** start of AVAILABLE RECORDS **
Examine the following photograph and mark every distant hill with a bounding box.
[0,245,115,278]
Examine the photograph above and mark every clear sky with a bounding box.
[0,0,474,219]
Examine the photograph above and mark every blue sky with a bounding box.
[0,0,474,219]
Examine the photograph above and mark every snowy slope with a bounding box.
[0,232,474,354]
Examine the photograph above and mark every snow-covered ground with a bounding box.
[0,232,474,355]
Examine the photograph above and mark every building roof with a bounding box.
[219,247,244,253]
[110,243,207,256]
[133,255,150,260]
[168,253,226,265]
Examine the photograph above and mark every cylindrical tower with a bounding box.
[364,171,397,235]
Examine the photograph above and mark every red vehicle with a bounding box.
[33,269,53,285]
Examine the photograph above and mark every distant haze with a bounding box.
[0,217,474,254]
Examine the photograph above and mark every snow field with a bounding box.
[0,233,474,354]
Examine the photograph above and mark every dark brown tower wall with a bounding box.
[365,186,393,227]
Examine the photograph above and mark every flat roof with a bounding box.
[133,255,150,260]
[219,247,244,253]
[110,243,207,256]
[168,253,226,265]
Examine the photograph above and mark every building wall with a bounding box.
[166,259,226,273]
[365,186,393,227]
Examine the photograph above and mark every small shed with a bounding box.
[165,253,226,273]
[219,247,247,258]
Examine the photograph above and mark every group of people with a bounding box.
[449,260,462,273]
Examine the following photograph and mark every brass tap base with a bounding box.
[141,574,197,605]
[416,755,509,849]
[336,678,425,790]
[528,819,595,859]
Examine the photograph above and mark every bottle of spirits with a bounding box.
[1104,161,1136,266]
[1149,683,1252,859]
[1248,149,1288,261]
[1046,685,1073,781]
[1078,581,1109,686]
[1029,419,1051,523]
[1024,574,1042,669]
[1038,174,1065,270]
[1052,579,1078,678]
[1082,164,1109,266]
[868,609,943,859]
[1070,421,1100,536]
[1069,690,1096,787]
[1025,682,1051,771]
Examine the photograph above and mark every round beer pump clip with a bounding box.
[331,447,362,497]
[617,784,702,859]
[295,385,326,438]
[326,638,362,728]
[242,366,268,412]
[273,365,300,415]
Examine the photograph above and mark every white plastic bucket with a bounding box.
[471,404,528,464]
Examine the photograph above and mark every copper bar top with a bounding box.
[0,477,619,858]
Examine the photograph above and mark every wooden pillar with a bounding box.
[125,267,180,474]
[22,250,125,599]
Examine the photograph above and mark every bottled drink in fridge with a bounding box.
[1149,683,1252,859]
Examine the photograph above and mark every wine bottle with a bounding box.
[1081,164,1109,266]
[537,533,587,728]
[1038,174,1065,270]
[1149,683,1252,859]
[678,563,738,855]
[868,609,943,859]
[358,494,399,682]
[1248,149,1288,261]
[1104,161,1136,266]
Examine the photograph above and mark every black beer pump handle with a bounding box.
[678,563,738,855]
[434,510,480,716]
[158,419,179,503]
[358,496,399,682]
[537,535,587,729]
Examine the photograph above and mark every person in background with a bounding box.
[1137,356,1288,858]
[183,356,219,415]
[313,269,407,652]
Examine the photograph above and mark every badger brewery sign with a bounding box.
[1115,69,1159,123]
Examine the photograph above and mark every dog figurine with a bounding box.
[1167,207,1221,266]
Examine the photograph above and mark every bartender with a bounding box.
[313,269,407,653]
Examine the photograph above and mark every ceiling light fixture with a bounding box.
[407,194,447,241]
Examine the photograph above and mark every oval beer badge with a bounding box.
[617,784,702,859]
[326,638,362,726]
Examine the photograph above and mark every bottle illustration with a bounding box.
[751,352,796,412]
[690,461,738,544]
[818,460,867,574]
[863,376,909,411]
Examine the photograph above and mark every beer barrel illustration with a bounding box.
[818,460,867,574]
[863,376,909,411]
** end of AVAILABLE RECORDS **
### DESCRIPTION OF THE TASK
Render every line of the listing above as a Markdown table with the columns Row and Line, numbering the rows in order. Leave out blank lines.

### RESULT OF THIS EXERCISE
| Row | Line |
|---|---|
| 1 | Examine the following photograph and mark every distant hill with a bounding box. |
| 2 | [0,245,115,278] |
| 3 | Examine the photograph above and mark every clear sky with a bounding box. |
| 4 | [0,0,474,219] |
| 5 | Examine the photograph above and mark every blue sky with a bounding box. |
| 6 | [0,0,474,219] |
| 7 | Examine the photograph above and mark every snowy slope with a bounding box. |
| 8 | [0,232,474,354] |
| 9 | Examine the photograph above and mark every snow-covered ground with a bounding box. |
| 10 | [0,232,474,355] |
| 11 | Examine the photograph above and mark every building roof with a bounding box. |
| 12 | [219,247,244,253] |
| 13 | [110,243,207,256] |
| 14 | [133,255,150,260] |
| 15 | [168,253,226,265] |
| 16 | Examine the photograph above and mark every cylindrical tower with a bounding box. |
| 17 | [364,171,397,235] |
| 18 | Examine the photograph above and mark every red vehicle with a bounding box. |
| 19 | [33,269,53,285] |
| 20 | Examine the photograph above and mark every distant haze with a bounding box. |
| 21 | [0,217,474,254] |
| 22 | Examine the photograph above and mark every snow field with a bounding box. |
| 23 | [0,233,474,354] |
| 24 | Examine the photograph above and mark every dark brown tower wall with a bounding box. |
| 25 | [365,186,393,227] |
| 26 | Examine the photograph above and mark every flat roof with a bounding box. |
| 27 | [133,255,150,260] |
| 28 | [219,247,244,253] |
| 29 | [110,243,207,256] |
| 30 | [168,253,226,265] |
| 31 | Examine the photograph above and mark every building wall with a bounding box. |
| 32 | [166,259,226,273] |
| 33 | [365,186,393,227] |
| 34 | Examine the photograph above and mark every small shed with a bounding box. |
| 35 | [165,253,226,273] |
| 36 | [219,247,247,258] |
| 37 | Examine the photograph above and mark every group of people with a bounding box. |
| 38 | [449,260,462,273] |
| 39 | Examine the following photograph and mark every brass tap base with a bounding box. |
| 40 | [141,574,197,605] |
| 41 | [416,755,509,849] |
| 42 | [336,678,425,790] |
| 43 | [528,819,595,859] |
| 44 | Examine the photograph above and mark every bottle of spirits with a bounding box. |
| 45 | [1104,161,1136,266] |
| 46 | [1149,683,1252,859] |
| 47 | [1248,149,1288,261] |
| 48 | [1046,685,1073,781] |
| 49 | [1078,581,1109,686] |
| 50 | [1029,419,1051,523] |
| 51 | [1024,574,1042,669] |
| 52 | [1038,174,1065,270] |
| 53 | [1052,579,1078,678] |
| 54 | [1082,164,1109,266] |
| 55 | [868,609,943,859] |
| 56 | [1070,421,1100,536] |
| 57 | [1069,690,1096,787] |
| 58 | [1025,682,1051,771] |
| 59 | Examine the photograph above and mark every round beer pump clip with a bounding box. |
| 60 | [331,447,362,497] |
| 61 | [617,784,702,859] |
| 62 | [295,385,326,438] |
| 63 | [326,638,362,728] |
| 64 | [242,366,268,412] |
| 65 | [273,365,300,415] |
| 66 | Examine the photograph above and mark every white plastic bucket with a bounding box. |
| 67 | [471,404,528,464] |
| 68 | Examine the photograph above and mark every copper bar top with a bounding box. |
| 69 | [0,477,619,858] |
| 70 | Examine the photograph above and mark every wooden pillar with a bounding box. |
| 71 | [125,267,180,474] |
| 72 | [22,250,125,599] |
| 73 | Examine the photograph above and mark every bottled drink in fridge with a bounding box. |
| 74 | [1149,683,1252,859] |
| 75 | Examine the photograph above and mark every wine bottle with a bounding box. |
| 76 | [1081,164,1109,266] |
| 77 | [537,533,587,728] |
| 78 | [1038,174,1065,270] |
| 79 | [1149,683,1252,859] |
| 80 | [678,563,738,855] |
| 81 | [868,609,943,859] |
| 82 | [358,494,399,682] |
| 83 | [1248,149,1288,261] |
| 84 | [1104,161,1136,266] |
| 85 | Examine the photograph above and mark every black beer pump handle with a bounding box. |
| 86 | [678,563,738,855] |
| 87 | [434,510,480,716] |
| 88 | [158,419,179,503] |
| 89 | [358,496,399,682] |
| 90 | [537,535,587,729] |
| 91 | Examine the photograph above and mark every person in background with a bounding box. |
| 92 | [1137,356,1288,858] |
| 93 | [183,356,219,415] |
| 94 | [313,269,407,652] |
| 95 | Examine the photograph above and mark every badger brewery sign with a bounding box. |
| 96 | [1115,69,1159,123] |
| 97 | Examine the photograph above and mark every dog figurine with a bounding box. |
| 98 | [1167,207,1221,266] |
| 99 | Examine the photograph above and mark every bartender with a bounding box. |
| 100 | [313,269,407,653] |
| 101 | Examine the photograph above and mark every ceiling light fixture with a bounding box. |
| 102 | [407,194,447,241] |
| 103 | Examine the photograph above and mark every oval beer badge with a bounding box. |
| 104 | [617,784,702,859] |
| 105 | [326,638,362,726] |
| 106 | Examine the photograph above and mark every bottle illustration with a bounding box. |
| 107 | [751,352,796,412] |
| 108 | [690,461,738,544] |
| 109 | [818,460,867,574] |
| 110 | [863,376,909,411] |
| 111 | Examine the photograph above and mark every beer barrel illustration with a bounding box. |
| 112 | [818,460,867,574] |
| 113 | [863,376,909,411] |